** begin Record extracts **
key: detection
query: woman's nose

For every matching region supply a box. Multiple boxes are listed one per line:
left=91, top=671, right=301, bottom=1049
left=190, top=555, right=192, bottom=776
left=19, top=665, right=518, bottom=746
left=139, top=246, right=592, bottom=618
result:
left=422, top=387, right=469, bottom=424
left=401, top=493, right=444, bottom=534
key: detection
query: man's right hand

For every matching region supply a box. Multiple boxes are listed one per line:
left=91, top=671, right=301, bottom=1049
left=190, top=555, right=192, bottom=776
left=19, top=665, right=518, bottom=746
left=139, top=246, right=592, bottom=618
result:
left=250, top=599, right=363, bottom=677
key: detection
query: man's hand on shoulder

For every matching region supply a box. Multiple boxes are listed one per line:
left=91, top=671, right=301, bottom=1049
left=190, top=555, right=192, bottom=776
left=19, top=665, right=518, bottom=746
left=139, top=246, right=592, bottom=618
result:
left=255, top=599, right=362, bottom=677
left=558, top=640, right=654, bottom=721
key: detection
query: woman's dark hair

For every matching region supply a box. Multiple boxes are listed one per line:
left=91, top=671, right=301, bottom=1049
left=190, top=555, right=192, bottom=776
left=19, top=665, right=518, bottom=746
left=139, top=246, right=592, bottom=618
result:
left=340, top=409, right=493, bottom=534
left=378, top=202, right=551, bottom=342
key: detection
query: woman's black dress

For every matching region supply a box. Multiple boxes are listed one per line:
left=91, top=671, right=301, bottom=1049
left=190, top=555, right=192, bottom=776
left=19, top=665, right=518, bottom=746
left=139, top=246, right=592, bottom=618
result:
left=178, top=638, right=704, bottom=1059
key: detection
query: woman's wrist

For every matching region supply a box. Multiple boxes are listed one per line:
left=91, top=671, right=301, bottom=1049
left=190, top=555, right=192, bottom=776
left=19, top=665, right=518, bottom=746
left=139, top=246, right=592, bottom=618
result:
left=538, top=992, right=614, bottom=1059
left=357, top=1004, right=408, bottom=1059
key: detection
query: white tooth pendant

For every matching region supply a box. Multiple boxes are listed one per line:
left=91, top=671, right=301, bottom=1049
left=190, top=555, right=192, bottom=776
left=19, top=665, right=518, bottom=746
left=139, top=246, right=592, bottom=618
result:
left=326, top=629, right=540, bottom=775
** end Record extracts **
▸ **Short exercise**: Rewrite the items from the very start through the line containing "left=558, top=640, right=654, bottom=721", inclusive, requests included, resizing every box coordinate in the answers by a factor of 1.1 and rounding to whole numbers, halves up. Leave all numbers in the requests unchanged.

▸ **Written response**:
key: detection
query: woman's nose

For every matching region supply a box. Multiple boxes are listed one per line:
left=91, top=671, right=301, bottom=1049
left=190, top=555, right=192, bottom=776
left=19, top=665, right=518, bottom=746
left=139, top=246, right=592, bottom=618
result:
left=464, top=426, right=516, bottom=466
left=441, top=542, right=488, bottom=587
key: detection
query: man's right hand

For every matching region supply a box. Multiple boxes are listed one per line:
left=91, top=671, right=301, bottom=1049
left=190, top=555, right=192, bottom=776
left=19, top=665, right=518, bottom=746
left=139, top=246, right=592, bottom=618
result:
left=275, top=659, right=399, bottom=745
key: detection
query: man's hand on shoulder

For every matching region supply a box. Multiple boxes are listed one per line:
left=91, top=671, right=301, bottom=1049
left=190, top=555, right=192, bottom=776
left=19, top=665, right=518, bottom=746
left=139, top=246, right=592, bottom=618
result:
left=281, top=659, right=398, bottom=745
left=614, top=704, right=719, bottom=793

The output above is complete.